** Opening DATA TO USE block **

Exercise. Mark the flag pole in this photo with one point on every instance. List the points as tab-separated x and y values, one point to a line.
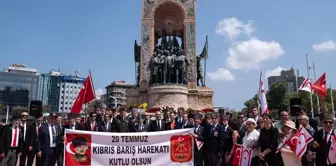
311	95
259	93
332	100
317	97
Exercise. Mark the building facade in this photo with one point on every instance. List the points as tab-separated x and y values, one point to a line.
116	94
59	91
70	87
49	92
18	85
291	77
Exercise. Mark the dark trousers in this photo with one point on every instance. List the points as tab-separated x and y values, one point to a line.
198	157
49	157
214	159
60	158
10	158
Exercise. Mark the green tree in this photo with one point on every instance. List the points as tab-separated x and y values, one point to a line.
277	96
18	109
46	109
252	102
94	105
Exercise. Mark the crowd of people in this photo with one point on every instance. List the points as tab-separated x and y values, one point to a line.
42	141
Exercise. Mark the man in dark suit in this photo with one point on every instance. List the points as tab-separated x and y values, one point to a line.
141	126
49	142
26	142
92	124
33	131
179	118
158	124
123	123
198	134
11	142
322	141
73	124
215	140
147	120
107	126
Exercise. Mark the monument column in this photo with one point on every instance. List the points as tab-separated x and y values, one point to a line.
189	45
147	40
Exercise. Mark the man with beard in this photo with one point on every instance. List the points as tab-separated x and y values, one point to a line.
80	145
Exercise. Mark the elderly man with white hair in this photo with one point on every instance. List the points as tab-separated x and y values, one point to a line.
304	121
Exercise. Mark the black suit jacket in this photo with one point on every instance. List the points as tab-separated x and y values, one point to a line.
178	125
97	126
143	129
323	150
6	139
155	127
31	137
215	139
43	143
111	127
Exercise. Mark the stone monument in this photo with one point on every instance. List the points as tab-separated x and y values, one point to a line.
169	73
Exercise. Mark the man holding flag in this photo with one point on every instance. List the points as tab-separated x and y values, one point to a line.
86	95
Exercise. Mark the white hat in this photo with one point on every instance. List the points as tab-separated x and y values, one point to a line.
251	120
290	124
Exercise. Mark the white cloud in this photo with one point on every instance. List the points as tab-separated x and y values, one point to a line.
231	28
249	54
99	92
326	46
221	75
274	72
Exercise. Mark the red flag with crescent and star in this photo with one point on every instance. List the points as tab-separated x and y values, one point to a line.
320	86
77	149
241	155
332	150
86	95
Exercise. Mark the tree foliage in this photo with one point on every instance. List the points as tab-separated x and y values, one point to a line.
252	102
278	98
46	109
94	105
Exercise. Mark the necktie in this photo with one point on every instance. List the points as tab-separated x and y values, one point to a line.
15	137
325	139
53	134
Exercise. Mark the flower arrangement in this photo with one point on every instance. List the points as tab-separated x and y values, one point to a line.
208	110
153	109
143	106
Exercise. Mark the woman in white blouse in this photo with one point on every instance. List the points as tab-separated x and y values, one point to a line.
250	140
288	156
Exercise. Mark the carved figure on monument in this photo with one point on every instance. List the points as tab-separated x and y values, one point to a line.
168	66
137	53
204	55
156	66
181	63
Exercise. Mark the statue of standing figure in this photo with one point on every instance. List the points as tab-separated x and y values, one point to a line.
181	63
168	67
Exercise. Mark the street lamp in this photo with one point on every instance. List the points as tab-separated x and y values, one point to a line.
115	101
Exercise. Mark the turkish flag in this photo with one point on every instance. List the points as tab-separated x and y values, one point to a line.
86	95
320	86
332	151
236	154
77	149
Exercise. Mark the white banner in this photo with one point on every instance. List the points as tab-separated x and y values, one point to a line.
165	148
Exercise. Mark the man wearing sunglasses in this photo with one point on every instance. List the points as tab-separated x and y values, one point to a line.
322	140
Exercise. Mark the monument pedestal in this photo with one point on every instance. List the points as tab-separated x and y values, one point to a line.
172	95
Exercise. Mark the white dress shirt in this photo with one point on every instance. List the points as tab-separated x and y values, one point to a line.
52	145
250	140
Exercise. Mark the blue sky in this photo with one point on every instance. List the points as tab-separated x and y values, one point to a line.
244	37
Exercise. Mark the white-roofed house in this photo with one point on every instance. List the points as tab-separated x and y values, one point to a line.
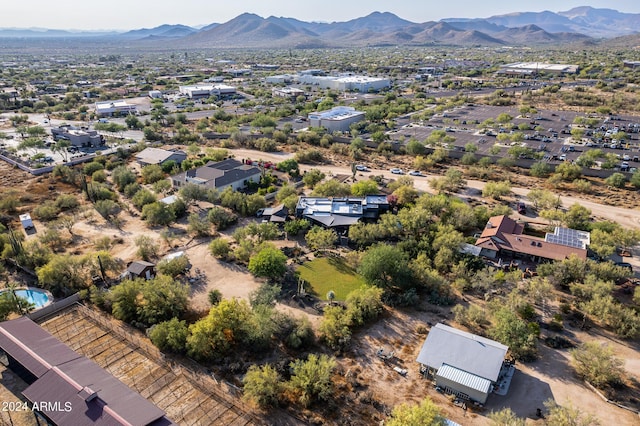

** Closing DATA TO USE block **

▶ _WORK TASK_
Give back the material word for word, leaving out its pictures.

▶ _RESULT_
Exercise. Mark the flag pole in this photo with one point on every instance. List the points as tab-separated x and y values, one point to a line.
311	95
259	93
332	100
317	97
Exercise. Mark the building facade in this photo with one point on every instance. List the points as tab-separated x and y values, one point to a line.
116	94
59	91
70	87
49	92
18	85
291	77
Exercise. Mark the dark trousers in this photo with one point on every instance. List the points as tab-separated x and y values, one point to a line.
198	157
49	157
214	159
60	158
10	158
Exercise. Mark the green tree in this photo with one point on every instance. List the points as tab-separated x and y values, one point to a line.
277	96
18	109
46	109
252	102
94	105
Exercise. Mark the crowd of people in this photo with one point on every instance. List the points as tab-separated x and y values, one point to a line.
42	141
Exercise. Mark the man in dark suit in this photo with one point on every instance. List the points as tab-separated x and y values, one point to a line.
141	126
49	142
26	142
92	124
33	131
179	118
158	124
123	123
198	134
11	142
322	141
73	124
215	140
147	120
107	126
Exercise. Mark the monument column in this photo with one point on every instance. List the points as tab-separated x and y values, one point to a line.
189	45
147	40
Exercise. Mark the man with beard in this photo with one point on every instance. List the points as tab-separated x and y values, one point to a line.
80	145
Exercise. Mark the elderly man with white hair in this photo with one point on every instance. List the points as tab-separated x and y values, one point to a line.
304	121
Exercise. Mark the black suit jacket in this photo with one point on every instance. List the points as tab-separated x and y values, one point to a line.
178	125
97	126
143	129
323	150
6	139
155	127
31	137
215	139
43	143
111	127
Exercise. Mark the stone monument in this photo with one point on every instance. List the points as tab-separated x and y values, one point to a line.
169	73
Exercise. Mark the man holding flag in this photo with one point on every instance. List the points as tab-separated x and y values, one point to a line.
86	95
Exercise. Mark the white hat in this photo with one point on every instance. List the points as tab-separated x and y values, one point to a line.
251	120
290	124
Exercise. Mark the white cloud in this photo with one point on every instance. List the points as tab-separated x and y values, one point to a line.
231	28
249	54
99	92
326	46
221	75
274	72
Exercise. Mark the red flag with crescent and star in this photo with one point on every instance. List the points as tab-separated x and y values, one point to a line.
320	86
77	149
241	155
332	150
86	95
Exercise. Mark the tree foliage in this photo with one point on every instance. List the points as tab-separated x and y values, one point to a line.
252	102
278	98
46	109
94	105
Exercise. Mark the necktie in this photo with one point on every instance. List the points as tab-separated x and y values, one point to a line.
15	137
325	139
53	134
Exercise. Mark the flower arrangement in this photo with one point on every instance. List the points as tab-separated x and y values, one point to a line.
208	110
153	109
143	106
Exercise. Mark the woman in white blouse in this photo with one point on every instance. List the points as tab-separated x and y values, one point to a line.
250	140
288	156
Exercise. Mark the carved figure on monument in this photo with one point on every instance. List the points as tab-separated x and y values, one point to a line.
168	66
137	53
204	55
156	66
181	63
Exercise. Mark the statue of standing figure in this photo with one point on every instance. List the points as tab-separated x and y values, one point to a line.
181	63
168	67
Exercise. Mark the street lamp in this photo with one point on every instance. List the points as tab-separated x and y values, one point to a line.
115	101
Exercise. Mark the turkish flag in this photo with one point on every instance. List the points as tab-separated x and y values, one point to a line.
86	95
320	86
332	151
236	154
77	149
Exercise. Mark the white banner in this photo with one point on every instance. List the points as tab-separated x and y values, one point to a line.
165	148
Exercise. Mark the man wearing sunglasses in this photo with one point on every instance. List the points as tab-separated x and y values, one point to a line.
322	140
Exercise. Mark the monument pedestal in this photo with one point on every instance. List the points as tab-separated x and y values, one point to a line.
172	95
Exercise. Mark the white dress shirt in this photo with one point on every instance. List the points as tab-separated x and y values, one point to a line.
52	145
250	140
Exercise. Mark the blue sky in this photo with one point on every instance. List the points as tab-separated x and y values, one point to a line.
244	37
Exercise. Mark the white-roofed house in this photo with one point on every instance. List the points as tab-separated x and y values, one point to a line.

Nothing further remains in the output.